→ Selected extract:
##########
The old play area was out of date and did not support any form of disability: Equipment was worn and needed replacing. The age appropriate equipment was too close together and the toilets were located too far away from the play area. The new play area was re-located in front of the pavilion which incorporated activities that related directly to the history of Hednesford Park such as:
- Working water pump that fed into a stream bed.
- Mining wheel design on the floor in the patio seating area.
- A new train feature accommodating 18 children aged 2-6 years, including features for role play, a crawling tunnel, and climbing frame.
- The train is linked to the relocated signal box through wooden sleepers sunk into the ground and these then travel around the mining wheel to the Signal Box.
- Different levels of the playground reflect the surrounding topography inspires imagination, promotes learning and enables those less able to access slides with minimal support. The roundabout is also wheelchair accessible.
Work commenced on the new play area in August 2015, the original playground was left in-situ for the young people to use whilst the new one was being constructed. The new play area was officially opened on Friday 4th December 2015. Once the pavilion had been renovated and the café had officially opened, the new play area was formally opened by Neil ‘Nello’ Baldwin (2015 BAFTA award winning film ‘Marvellous’). Neil has huge optimism and positivity, despite having a learning disability and has an attitude about going out and seizing life. Hednesford Park is now a fully inclusive and implicitly safe, inspiring facility for all our community to enjoy.
The feedback from the comprehensive consultation process with young people, was developed into a winning design by Proludic. Please see the original play design below:
The Friends of Hednesford Park
The Friends of Hednesford Park established in September 2011 and work very closely with Cannock Chase Council Parks and Open Spaces to achieve the aims of the voluntary organisation. If you would have some time spare, would like to develop your skills, please contact them on the following links:
Inspiring Healthy Lifestyles (IHL)
IHL manage Cannock Chase Council sites such as The Museum of Cannock Chase, our 2 local leisure centres (Cannock and Rugeley) and The Prince of Wales Theatre in Cannock. IHL lead many leisure programs such as Grow Up Great and many other leisure and wellbeing services in our local communities. As well as supporting our events, they also deliver thei own activities in Hednesosrd Park. For more information please see:
Tennis for Free
In 2016 Cheslyn Hay Tennis Club coaches established a Tennis for Free program in Hednesford every Sunday from 10am - 12noon. Hednesford Park won the National Tennis for Free Award for the 'Site of the Year' in 2017 and 'Player of the Year' 2016 for The Friends of Hednesford Park volunteer 'Wolfie' John Jones. For more information please see:
The Forest of Mercia CIC
The Forest of Mercia CIC support us throughout the year with free courses through the Staffordshire Adult and Community Learning Program for Staffordshire residents over the age of 19 years. If you would like to know more about their other courses and provision, please see:
Hednesford Lions are a passionate group of local people that work closely with Cannock Chase Council and The Friends of Hednesford Park to maintain Hednesford War Memorial, since it's renovation through the National Lottery Heritage Fund. If you would like to know more information about their work throughout Hednesford, please see:
Hednesford Signal Box
Hednesford Park’s Western border is defined by the rail line. The railways were intrinsically linked to the development of Hednesford in the 19th century as a Mining Town. Following the decline of the coal industry in the late 1900’s many of the original tracks had been removed.
##########
→ Data lines:

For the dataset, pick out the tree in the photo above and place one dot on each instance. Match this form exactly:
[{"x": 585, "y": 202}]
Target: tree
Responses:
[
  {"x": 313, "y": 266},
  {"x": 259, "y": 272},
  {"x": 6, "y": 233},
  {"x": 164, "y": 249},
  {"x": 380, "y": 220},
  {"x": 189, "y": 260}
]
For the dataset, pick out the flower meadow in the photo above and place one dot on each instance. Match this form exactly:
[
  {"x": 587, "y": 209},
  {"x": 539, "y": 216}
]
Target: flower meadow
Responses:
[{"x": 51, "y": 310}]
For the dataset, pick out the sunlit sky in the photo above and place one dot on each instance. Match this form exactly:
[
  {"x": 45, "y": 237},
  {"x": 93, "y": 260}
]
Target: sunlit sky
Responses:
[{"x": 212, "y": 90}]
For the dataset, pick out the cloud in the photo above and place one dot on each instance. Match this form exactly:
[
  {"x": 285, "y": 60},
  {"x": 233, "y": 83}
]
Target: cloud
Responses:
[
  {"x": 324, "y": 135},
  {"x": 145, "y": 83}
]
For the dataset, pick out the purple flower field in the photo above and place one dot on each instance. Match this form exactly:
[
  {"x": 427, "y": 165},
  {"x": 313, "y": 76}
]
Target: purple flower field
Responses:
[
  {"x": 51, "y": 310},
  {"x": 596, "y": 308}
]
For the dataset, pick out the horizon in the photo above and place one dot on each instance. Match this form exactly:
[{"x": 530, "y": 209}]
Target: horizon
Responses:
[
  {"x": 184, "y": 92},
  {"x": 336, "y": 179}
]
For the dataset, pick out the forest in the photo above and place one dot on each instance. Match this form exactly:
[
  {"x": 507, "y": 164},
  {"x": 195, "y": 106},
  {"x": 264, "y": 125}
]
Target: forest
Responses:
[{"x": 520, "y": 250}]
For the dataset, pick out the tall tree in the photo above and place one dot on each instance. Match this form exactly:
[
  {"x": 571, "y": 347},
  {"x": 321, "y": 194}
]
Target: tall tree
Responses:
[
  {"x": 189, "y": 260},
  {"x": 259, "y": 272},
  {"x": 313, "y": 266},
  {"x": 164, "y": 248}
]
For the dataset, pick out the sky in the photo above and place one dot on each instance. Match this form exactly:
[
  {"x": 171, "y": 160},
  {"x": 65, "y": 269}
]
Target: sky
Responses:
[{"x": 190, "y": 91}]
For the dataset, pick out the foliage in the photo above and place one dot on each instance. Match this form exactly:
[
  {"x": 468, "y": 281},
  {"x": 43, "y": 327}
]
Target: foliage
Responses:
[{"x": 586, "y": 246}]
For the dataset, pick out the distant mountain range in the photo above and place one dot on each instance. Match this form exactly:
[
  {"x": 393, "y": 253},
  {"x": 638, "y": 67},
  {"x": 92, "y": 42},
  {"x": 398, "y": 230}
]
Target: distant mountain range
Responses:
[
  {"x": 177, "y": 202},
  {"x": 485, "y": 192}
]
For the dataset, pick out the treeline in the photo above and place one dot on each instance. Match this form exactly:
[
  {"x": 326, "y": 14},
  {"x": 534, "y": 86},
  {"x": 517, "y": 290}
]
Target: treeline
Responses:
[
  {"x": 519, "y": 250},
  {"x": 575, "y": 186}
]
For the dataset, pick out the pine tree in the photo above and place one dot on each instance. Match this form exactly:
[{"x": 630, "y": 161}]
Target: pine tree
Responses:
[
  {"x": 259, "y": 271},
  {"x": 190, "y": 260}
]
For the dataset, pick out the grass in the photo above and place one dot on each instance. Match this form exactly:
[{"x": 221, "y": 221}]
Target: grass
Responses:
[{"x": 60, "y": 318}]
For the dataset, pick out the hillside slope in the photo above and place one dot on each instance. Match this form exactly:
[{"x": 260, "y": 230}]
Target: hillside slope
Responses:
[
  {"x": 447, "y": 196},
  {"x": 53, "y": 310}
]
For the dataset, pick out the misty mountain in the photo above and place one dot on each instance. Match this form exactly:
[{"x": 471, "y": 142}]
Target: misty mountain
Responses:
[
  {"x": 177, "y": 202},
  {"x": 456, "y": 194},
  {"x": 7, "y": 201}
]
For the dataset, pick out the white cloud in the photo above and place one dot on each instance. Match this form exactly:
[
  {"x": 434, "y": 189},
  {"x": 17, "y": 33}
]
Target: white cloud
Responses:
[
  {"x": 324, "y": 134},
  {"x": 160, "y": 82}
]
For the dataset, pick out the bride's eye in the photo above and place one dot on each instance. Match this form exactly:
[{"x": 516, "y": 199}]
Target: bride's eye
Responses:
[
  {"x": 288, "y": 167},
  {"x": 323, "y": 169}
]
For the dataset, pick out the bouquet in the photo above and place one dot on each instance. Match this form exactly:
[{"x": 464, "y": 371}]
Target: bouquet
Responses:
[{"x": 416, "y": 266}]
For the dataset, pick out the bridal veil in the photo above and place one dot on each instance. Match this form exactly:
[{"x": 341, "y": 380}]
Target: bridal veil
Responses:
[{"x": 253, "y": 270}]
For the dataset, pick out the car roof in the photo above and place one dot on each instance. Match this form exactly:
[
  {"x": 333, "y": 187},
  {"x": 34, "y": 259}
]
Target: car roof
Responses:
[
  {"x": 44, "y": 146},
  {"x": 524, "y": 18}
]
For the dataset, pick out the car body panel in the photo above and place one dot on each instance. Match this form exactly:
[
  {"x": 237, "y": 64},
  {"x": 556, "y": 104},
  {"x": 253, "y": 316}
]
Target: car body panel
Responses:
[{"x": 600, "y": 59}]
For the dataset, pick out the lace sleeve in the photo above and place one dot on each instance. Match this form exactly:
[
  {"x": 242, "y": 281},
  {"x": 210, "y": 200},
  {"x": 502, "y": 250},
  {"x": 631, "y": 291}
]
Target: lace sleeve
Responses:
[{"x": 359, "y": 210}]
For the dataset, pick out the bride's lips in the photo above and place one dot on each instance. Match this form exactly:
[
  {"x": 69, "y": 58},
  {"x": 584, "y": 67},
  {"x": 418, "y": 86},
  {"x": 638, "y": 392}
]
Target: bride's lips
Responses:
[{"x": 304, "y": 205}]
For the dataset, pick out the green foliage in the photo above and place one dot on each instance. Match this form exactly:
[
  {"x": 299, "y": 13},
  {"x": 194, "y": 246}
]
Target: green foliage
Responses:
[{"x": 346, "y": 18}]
##########
→ Instructions for the task: Return the part of the Hednesford Park text word for word, starting at "- The train" and ending at "the Signal Box.".

→ Answer to this problem:
- The train is linked to the relocated signal box through wooden sleepers sunk into the ground and these then travel around the mining wheel to the Signal Box.